§ Instructions for the task
Each entry in the listing below should be restated word for word.

Saved data entries:
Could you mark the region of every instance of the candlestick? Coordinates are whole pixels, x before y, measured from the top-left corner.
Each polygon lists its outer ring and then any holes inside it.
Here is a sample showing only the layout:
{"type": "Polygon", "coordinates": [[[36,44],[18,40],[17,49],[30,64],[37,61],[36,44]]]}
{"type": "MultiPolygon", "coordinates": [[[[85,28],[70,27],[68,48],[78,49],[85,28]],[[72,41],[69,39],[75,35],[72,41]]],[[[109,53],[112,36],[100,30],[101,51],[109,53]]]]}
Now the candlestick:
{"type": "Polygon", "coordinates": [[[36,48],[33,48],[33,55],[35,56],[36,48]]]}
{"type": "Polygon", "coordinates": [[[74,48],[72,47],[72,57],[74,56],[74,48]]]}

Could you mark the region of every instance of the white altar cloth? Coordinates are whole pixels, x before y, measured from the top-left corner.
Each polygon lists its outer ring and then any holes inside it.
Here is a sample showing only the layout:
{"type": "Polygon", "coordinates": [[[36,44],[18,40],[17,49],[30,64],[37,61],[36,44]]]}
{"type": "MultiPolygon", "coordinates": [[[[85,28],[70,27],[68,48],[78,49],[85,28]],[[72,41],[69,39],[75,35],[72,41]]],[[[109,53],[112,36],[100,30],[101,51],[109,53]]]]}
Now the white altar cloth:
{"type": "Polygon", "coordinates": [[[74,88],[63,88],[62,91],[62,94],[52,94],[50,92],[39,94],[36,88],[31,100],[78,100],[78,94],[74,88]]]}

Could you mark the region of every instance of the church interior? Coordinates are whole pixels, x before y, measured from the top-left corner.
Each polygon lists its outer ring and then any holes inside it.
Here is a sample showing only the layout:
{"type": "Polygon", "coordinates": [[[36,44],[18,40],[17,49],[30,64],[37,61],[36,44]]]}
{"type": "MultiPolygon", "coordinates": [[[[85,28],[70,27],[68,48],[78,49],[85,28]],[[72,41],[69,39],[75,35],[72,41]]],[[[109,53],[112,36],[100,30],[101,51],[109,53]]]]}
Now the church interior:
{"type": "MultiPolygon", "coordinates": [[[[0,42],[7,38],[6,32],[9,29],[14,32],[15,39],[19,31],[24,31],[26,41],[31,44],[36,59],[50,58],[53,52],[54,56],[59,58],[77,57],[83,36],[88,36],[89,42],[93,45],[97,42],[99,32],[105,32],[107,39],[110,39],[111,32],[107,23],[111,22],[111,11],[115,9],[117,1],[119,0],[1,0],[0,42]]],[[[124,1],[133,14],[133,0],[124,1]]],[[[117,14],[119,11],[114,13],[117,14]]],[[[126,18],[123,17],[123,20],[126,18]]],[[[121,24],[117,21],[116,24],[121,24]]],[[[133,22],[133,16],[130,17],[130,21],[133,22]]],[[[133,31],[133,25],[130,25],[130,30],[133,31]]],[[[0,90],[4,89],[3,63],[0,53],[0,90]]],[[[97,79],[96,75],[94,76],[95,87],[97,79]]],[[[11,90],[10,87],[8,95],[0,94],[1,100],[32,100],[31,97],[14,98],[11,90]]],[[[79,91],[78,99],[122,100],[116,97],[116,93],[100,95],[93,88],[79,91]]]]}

§ Solution to the exercise
Could you mark the region of every instance of the candlestick? Coordinates are whole pixels, x before y, measured from the top-left corner.
Each polygon lists its outer ring and then any holes inside it.
Here is a sample showing only the layout:
{"type": "Polygon", "coordinates": [[[36,44],[18,40],[17,49],[30,64],[37,61],[36,44]]]}
{"type": "MultiPolygon", "coordinates": [[[[85,28],[70,27],[68,48],[78,49],[85,28]],[[72,41],[69,39],[75,35],[72,41]]],[[[109,53],[112,36],[100,30],[101,51],[109,53]]]]}
Now the candlestick:
{"type": "Polygon", "coordinates": [[[36,48],[33,48],[33,55],[35,56],[36,48]]]}
{"type": "Polygon", "coordinates": [[[74,48],[72,47],[72,57],[74,56],[74,48]]]}

Could you mark the region of every instance of the white altar cloth? Coordinates are whole pixels, x before y, measured from the top-left corner.
Each polygon lists its outer ring and then any holes inside it.
Here is a sample showing only the layout:
{"type": "Polygon", "coordinates": [[[36,44],[18,40],[17,49],[30,64],[37,61],[36,44]]]}
{"type": "MultiPolygon", "coordinates": [[[[85,28],[70,27],[68,48],[78,49],[85,28]],[[72,41],[69,39],[75,35],[72,41]]],[[[109,53],[112,36],[100,30],[101,51],[109,53]]]]}
Now the white altar cloth:
{"type": "Polygon", "coordinates": [[[74,88],[63,88],[62,91],[62,94],[52,94],[50,92],[39,94],[36,88],[31,100],[78,100],[78,94],[74,88]]]}

Could you mark the region of every instance of the church interior? Coordinates are whole pixels, x before y, measured from the top-left corner.
Each polygon lists its outer ring and then any holes inside it.
Here is a sample showing only the layout:
{"type": "Polygon", "coordinates": [[[36,44],[18,40],[17,49],[30,64],[37,61],[36,44]]]}
{"type": "MultiPolygon", "coordinates": [[[[85,28],[70,27],[68,48],[78,49],[85,28]],[[72,41],[69,39],[75,35],[72,41]]],[[[109,53],[112,36],[100,30],[101,51],[109,53]]]]}
Now the church interior:
{"type": "MultiPolygon", "coordinates": [[[[0,42],[7,38],[6,32],[9,29],[14,32],[15,39],[19,31],[24,31],[26,41],[31,44],[36,59],[50,58],[53,52],[54,56],[59,58],[77,57],[83,36],[88,36],[89,42],[93,45],[97,42],[99,32],[105,32],[107,39],[110,39],[111,32],[107,23],[111,22],[111,11],[115,9],[117,1],[119,0],[1,0],[0,42]]],[[[124,1],[133,14],[133,0],[124,1]]],[[[117,14],[119,11],[114,13],[117,14]]],[[[126,18],[123,17],[123,20],[126,18]]],[[[121,24],[117,21],[116,24],[121,24]]],[[[133,22],[133,16],[130,17],[130,21],[133,22]]],[[[133,31],[133,25],[130,25],[130,30],[133,31]]],[[[0,90],[4,89],[3,63],[0,53],[0,90]]],[[[97,79],[96,75],[94,76],[95,87],[97,79]]],[[[11,90],[10,87],[8,95],[0,94],[1,100],[32,100],[31,97],[14,98],[11,90]]],[[[79,91],[78,99],[122,100],[116,97],[116,93],[100,95],[93,88],[79,91]]]]}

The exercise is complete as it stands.